**BRANO DI PARTENZA:**
Passato il timore per la slavina nera che avrebbe dovuto travolgere le istituzioni europee e riconfermata, salvo clamorosi stravolgimenti, una maggioranza centrista che avrà bisogno però di un appoggio a sinistra o, più probabilmente, a destra, dalle ultime elezioni europee emerge che il fronte nazionalista che guadagna seggi in Parlamento non è affatto unito. Mentre a Bruxelles si contratta senza sosta per cercare di arrivare alle nomine delle principali quattro cariche entro luglio, la galassia ultranazionalista non si presenta al tavolo in forma compatta, anzi si divide, si sgretola, tanto che diversi leader sono pronti a far nascere nuovi gruppi in Parlamento.

**RIGHE:**
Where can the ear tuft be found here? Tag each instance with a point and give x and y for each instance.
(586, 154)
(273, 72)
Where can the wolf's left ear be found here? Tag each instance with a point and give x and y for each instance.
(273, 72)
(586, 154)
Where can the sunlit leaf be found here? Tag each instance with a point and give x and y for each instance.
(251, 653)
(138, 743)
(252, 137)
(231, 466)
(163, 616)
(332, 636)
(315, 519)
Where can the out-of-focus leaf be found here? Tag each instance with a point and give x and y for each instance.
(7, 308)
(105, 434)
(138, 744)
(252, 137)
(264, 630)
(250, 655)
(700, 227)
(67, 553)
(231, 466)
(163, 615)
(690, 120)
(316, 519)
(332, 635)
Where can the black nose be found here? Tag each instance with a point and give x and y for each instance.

**OBIETTIVO DICHIARATO:** Riprendi il brano sulle elezioni europee subito dopo la sua ultima frase e portalo avanti.

**RISULTATO DELL'ESERCIZIO:**
La scintilla AfD
La prima crepa si è aperta nella destra più estrema, quella riunita sotto il simbolo di Identità e Democrazia che accoglie anche la Lega. E a scontrarsi sono le due realtà numericamente più rappresentative: il Rassemblement National di Marine Le Pen e gli estremisti tedeschi di Alternative für Deutschland (AfD). Oggetto dello scontro le dichiarazioni dell’ex capolista Maximilian Krah, già coinvolto in un’inchiesta di spionaggio per Russia e Cina, secondo cui non si può affermare che “chiunque indossi l’uniforme delle SS sia automaticamente un criminale”. Parole che hanno portato il gruppo a optare per l’espulsione senza appello della formazione. Le frange neonaziste all’interno del partito tedesco sono un problema non solo a livello nazionale, ma anche di rispettabilità europea, e in questo preciso momento politico rappresenta uno dei principali elementi di valutazione per partiti come quello di Le Pen. RN punta a vincere tra pochi giorni le elezioni politiche, formando una maggioranza nell’Assemblea francese, ed entrare all’Eliseo al più tardi nel 2027. Questo piano passa anche da una pulizia della propria immagine, una normalizzazione di un partito che, da quando è stato preso in mano da Marine Le Pen, ha cercato di prendere le distanze, almeno di facciata, da estremismo e xenofobia per potersi accreditare a livello internazionale. E l’alleanza con AfD, in questo senso, può essere problematica.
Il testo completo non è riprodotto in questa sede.